* Exercício proposto 1
Responda, com base no artigo sobre globalização, às perguntas abaixo:
(a) Em que data foi publicada a edição em que o artigo aparece?
(b) Que tipo de instabilidade a globalização tem imposto, segundo o primeiro parágrafo?
(c) Em que parte do mundo o processo de globalização é mais intenso, conforme o artigo?
* Exercício proposto 2
Devolva o trecho do artigo sobre globalização que começa em "Globalização subdesenvolvida" e segue até "como a brasileira.", sem alterar nada.
* Exercício proposto 3
Enumere todos os rótulos que o artigo sobre globalização atribui às ideias e aos projetos hegemônicos no "Atlântico Norte".

* Texto fornecido
São Paulo, domingo, 31 de julho de 1994
Texto Anterior | Próximo Texto | Índice

Globalização subdesenvolvida

JOSÉ CARLOS DE SOUZA BRAGA
ESPECIAL PARA A FOLHA

A chamada globalização do capitalismo é um fenômeno de extrema complexidade, que tem imposto uma instabilidade estrutural tanto na periferia quanto em países centrais, como os Estados Unidos, a Alemanha e o Japão. É neste processo, ainda pouco compreendido, que se inserem as tentativas de ajuste e reestruturação de economias periféricas como a brasileira.
Todos os instrumentos de política econômica devem manter consistência fiscal intertemporal, e requerem estabilidade prolongada de uma coalizão no poder favorável a "reformas" liberalizantes. Estas são as idéias e os projetos hoje hegemônicos no "Atlântico Norte", qualquer que seja o rótulo: Consenso de Washington, neoliberal ou social-democracia-liberal.
Um dos méritos do artigo "Os moedeiros falsos" de José Luis Fiori, publicado no Mais! em 3 de julho (págs. 6-6 e 7-6), cujos fundamentos econômicos gostaríamos de retornar, foi mostrar que não há associação automática e obrigatória entre essas visões e políticas e o processo de globalização. Diga-se de passagem, para enfrentar a questão de saída, que o processo de globalização é mais intenso na Ásia que em outras partes do mundo e nem as visões neoliberais nem as coalizões políticas correspondem ao "modelo" recomendado pela ideologia dominante.

* Segmento de dados
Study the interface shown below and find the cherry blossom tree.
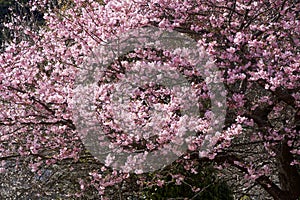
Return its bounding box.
[0,0,300,200]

* Resposta 1
(a) Domingo, 31 de julho de 1994.
(b) Uma instabilidade estrutural.
(c) Na Ásia.

* Resposta 2
Globalização subdesenvolvida

JOSÉ CARLOS DE SOUZA BRAGA
ESPECIAL PARA A FOLHA

A chamada globalização do capitalismo é um fenômeno de extrema complexidade, que tem imposto uma instabilidade estrutural tanto na periferia quanto em países centrais, como os Estados Unidos, a Alemanha e o Japão. É neste processo, ainda pouco compreendido, que se inserem as tentativas de ajuste e reestruturação de economias periféricas como a brasileira.

* Resposta 3
Consenso de Washington
neoliberal
social-democracia-liberal